Render the records below as a Markdown table with columns "No." and "Entry", one numbered row per line. Go from the first line of the records through the line containing "97 120 L 97", including that line, and skip blank lines.
────
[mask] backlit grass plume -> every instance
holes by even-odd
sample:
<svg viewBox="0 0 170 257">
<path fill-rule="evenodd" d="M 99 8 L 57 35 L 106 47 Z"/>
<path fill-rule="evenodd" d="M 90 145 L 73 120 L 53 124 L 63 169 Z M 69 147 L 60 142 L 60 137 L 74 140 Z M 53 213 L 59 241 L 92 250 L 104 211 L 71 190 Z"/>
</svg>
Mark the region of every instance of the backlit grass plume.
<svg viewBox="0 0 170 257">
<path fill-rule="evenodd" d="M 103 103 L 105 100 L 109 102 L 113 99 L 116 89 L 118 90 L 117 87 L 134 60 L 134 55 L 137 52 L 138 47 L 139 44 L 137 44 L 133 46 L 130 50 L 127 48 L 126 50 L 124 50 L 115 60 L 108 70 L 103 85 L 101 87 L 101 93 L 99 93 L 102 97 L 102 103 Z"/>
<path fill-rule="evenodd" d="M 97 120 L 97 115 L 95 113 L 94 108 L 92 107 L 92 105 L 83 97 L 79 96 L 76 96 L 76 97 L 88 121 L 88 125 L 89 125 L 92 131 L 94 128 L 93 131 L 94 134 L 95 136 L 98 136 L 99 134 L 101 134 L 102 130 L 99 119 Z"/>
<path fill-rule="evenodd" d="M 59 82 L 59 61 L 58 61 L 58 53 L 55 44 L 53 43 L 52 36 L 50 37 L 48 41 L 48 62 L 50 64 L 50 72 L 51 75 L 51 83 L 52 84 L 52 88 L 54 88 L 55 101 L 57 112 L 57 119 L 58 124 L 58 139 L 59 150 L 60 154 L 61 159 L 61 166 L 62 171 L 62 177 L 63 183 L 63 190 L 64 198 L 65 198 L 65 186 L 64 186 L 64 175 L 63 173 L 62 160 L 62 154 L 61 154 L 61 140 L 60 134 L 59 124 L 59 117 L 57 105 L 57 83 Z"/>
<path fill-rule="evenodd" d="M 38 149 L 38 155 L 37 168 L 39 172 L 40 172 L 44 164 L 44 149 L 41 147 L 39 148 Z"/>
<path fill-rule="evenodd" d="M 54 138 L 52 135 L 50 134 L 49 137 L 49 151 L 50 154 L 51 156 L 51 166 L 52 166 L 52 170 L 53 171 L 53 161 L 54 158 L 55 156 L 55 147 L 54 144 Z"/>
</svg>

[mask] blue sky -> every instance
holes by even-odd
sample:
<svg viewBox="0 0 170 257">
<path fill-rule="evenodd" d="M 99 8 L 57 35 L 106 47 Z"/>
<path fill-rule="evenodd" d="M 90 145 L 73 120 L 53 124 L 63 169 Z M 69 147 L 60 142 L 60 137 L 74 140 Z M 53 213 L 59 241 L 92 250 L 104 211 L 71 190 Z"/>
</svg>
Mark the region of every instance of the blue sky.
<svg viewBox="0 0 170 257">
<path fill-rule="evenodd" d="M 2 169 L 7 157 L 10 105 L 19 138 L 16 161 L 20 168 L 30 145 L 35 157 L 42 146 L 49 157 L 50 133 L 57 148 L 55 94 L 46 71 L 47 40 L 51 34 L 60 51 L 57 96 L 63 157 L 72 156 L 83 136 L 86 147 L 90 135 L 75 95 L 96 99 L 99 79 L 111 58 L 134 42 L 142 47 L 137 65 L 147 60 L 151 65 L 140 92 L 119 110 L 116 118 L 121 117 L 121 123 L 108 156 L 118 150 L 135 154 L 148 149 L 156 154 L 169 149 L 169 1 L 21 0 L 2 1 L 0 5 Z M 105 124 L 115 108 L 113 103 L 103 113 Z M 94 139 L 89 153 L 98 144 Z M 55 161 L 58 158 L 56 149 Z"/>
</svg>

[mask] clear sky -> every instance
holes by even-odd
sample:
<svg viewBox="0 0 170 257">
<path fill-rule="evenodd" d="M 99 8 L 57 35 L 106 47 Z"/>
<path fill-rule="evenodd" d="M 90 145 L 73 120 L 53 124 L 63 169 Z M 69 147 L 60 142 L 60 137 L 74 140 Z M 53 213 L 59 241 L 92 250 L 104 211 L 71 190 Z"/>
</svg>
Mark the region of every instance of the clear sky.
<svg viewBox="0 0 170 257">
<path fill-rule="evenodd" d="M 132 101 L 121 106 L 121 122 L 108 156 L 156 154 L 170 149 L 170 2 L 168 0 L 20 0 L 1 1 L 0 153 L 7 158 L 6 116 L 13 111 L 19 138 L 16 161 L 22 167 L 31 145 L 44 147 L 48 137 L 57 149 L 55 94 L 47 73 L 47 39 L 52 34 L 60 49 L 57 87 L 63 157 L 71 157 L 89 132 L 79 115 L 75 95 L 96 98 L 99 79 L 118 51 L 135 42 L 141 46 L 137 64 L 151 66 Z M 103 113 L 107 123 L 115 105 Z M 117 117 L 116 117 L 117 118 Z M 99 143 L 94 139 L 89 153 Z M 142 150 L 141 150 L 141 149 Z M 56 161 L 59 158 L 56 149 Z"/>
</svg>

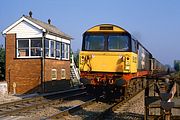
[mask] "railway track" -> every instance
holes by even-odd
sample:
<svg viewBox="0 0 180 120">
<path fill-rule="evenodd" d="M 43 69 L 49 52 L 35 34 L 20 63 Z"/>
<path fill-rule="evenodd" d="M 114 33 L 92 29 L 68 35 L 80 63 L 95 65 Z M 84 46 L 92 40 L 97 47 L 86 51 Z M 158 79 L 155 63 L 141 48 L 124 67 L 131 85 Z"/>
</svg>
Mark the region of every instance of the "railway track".
<svg viewBox="0 0 180 120">
<path fill-rule="evenodd" d="M 60 104 L 64 100 L 73 99 L 85 94 L 85 89 L 82 88 L 0 104 L 0 119 L 7 116 L 19 116 L 23 113 L 45 108 L 46 106 Z"/>
<path fill-rule="evenodd" d="M 58 114 L 54 114 L 46 119 L 105 119 L 107 118 L 107 114 L 111 113 L 112 111 L 116 111 L 119 107 L 126 104 L 129 100 L 138 94 L 142 94 L 144 89 L 145 88 L 139 89 L 139 91 L 136 91 L 135 94 L 127 96 L 126 99 L 121 98 L 120 102 L 113 102 L 111 104 L 101 100 L 97 102 L 95 99 L 91 99 L 85 103 L 61 111 Z"/>
</svg>

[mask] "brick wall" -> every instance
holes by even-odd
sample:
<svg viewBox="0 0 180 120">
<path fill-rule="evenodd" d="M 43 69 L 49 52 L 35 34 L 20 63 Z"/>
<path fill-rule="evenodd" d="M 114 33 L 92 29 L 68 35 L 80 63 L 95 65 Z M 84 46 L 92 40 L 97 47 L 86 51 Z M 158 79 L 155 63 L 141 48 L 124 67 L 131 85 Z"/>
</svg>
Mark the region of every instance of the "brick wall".
<svg viewBox="0 0 180 120">
<path fill-rule="evenodd" d="M 45 84 L 41 84 L 41 63 L 39 58 L 16 58 L 16 35 L 6 35 L 6 81 L 9 93 L 39 92 L 42 86 L 45 87 L 45 92 L 57 91 L 70 86 L 70 61 L 45 59 Z M 56 80 L 51 79 L 52 69 L 57 70 Z M 61 80 L 61 69 L 66 71 L 64 80 Z"/>
</svg>

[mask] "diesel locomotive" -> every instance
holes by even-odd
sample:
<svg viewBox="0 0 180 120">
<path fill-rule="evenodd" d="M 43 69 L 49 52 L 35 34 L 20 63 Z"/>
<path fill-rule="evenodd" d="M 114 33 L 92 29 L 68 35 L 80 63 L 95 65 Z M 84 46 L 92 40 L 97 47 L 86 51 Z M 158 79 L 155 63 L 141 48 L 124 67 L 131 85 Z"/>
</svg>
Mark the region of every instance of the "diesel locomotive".
<svg viewBox="0 0 180 120">
<path fill-rule="evenodd" d="M 96 95 L 130 93 L 144 76 L 166 70 L 128 31 L 113 24 L 84 32 L 79 69 L 81 82 Z"/>
</svg>

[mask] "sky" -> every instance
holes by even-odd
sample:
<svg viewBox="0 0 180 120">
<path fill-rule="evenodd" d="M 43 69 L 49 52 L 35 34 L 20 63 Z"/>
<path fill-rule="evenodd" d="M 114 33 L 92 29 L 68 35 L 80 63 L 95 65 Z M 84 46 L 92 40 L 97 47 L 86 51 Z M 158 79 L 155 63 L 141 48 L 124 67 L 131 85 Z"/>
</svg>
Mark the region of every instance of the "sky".
<svg viewBox="0 0 180 120">
<path fill-rule="evenodd" d="M 163 64 L 180 60 L 180 0 L 1 0 L 0 32 L 32 11 L 72 36 L 81 49 L 82 34 L 98 24 L 115 24 L 135 36 Z M 0 44 L 5 38 L 0 35 Z"/>
</svg>

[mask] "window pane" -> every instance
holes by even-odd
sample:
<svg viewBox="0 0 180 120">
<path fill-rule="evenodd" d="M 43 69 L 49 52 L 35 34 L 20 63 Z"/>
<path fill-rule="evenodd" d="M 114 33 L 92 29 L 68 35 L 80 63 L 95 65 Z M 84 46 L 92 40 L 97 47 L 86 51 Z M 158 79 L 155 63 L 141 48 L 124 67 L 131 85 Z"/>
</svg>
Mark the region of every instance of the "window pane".
<svg viewBox="0 0 180 120">
<path fill-rule="evenodd" d="M 18 48 L 29 47 L 29 40 L 18 40 Z"/>
<path fill-rule="evenodd" d="M 128 40 L 128 36 L 110 35 L 108 38 L 108 50 L 127 51 L 129 49 Z"/>
<path fill-rule="evenodd" d="M 65 58 L 65 44 L 62 43 L 62 58 Z"/>
<path fill-rule="evenodd" d="M 132 51 L 133 52 L 136 52 L 136 43 L 135 43 L 135 41 L 134 40 L 132 40 Z"/>
<path fill-rule="evenodd" d="M 60 50 L 61 46 L 60 46 L 60 42 L 56 41 L 56 57 L 60 58 Z"/>
<path fill-rule="evenodd" d="M 49 40 L 45 40 L 45 48 L 49 48 Z"/>
<path fill-rule="evenodd" d="M 88 35 L 85 37 L 86 50 L 104 50 L 104 36 Z"/>
<path fill-rule="evenodd" d="M 50 53 L 51 53 L 51 57 L 54 57 L 54 41 L 51 41 L 51 48 L 50 48 Z"/>
<path fill-rule="evenodd" d="M 29 56 L 29 48 L 18 49 L 18 57 Z"/>
<path fill-rule="evenodd" d="M 49 57 L 49 49 L 48 48 L 45 49 L 45 56 Z"/>
<path fill-rule="evenodd" d="M 41 56 L 41 48 L 31 48 L 31 56 Z"/>
<path fill-rule="evenodd" d="M 66 59 L 69 59 L 69 45 L 66 44 Z"/>
<path fill-rule="evenodd" d="M 41 47 L 41 39 L 31 39 L 31 47 Z"/>
</svg>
────
Solution for this task
| No. | Entry |
|---|---|
| 1 | [mask] backlit grass plume -> every instance |
| 2 | holes by even-odd |
| 3 | sample: |
| 4 | <svg viewBox="0 0 170 257"> |
| 5 | <path fill-rule="evenodd" d="M 99 8 L 57 35 L 106 47 Z"/> |
| 6 | <path fill-rule="evenodd" d="M 90 145 L 73 120 L 53 124 L 63 169 Z M 69 147 L 60 142 L 60 137 L 74 140 Z M 53 213 L 59 241 L 92 250 L 104 211 L 71 190 Z"/> |
| 7 | </svg> |
| 8 | Mark the region of every instance of the backlit grass plume. |
| 9 | <svg viewBox="0 0 170 257"> |
| 10 | <path fill-rule="evenodd" d="M 103 103 L 105 100 L 109 102 L 113 99 L 116 89 L 118 90 L 117 87 L 134 60 L 134 55 L 137 52 L 138 47 L 139 44 L 137 44 L 133 46 L 130 50 L 127 48 L 126 50 L 124 50 L 115 60 L 108 70 L 103 85 L 101 87 L 101 93 L 99 93 L 102 97 L 102 103 Z"/> |
| 11 | <path fill-rule="evenodd" d="M 97 120 L 97 115 L 95 113 L 94 108 L 92 107 L 92 105 L 83 97 L 79 96 L 76 96 L 76 97 L 88 121 L 88 125 L 89 125 L 92 131 L 94 128 L 93 131 L 94 134 L 95 136 L 98 136 L 99 134 L 101 134 L 102 130 L 99 119 Z"/> |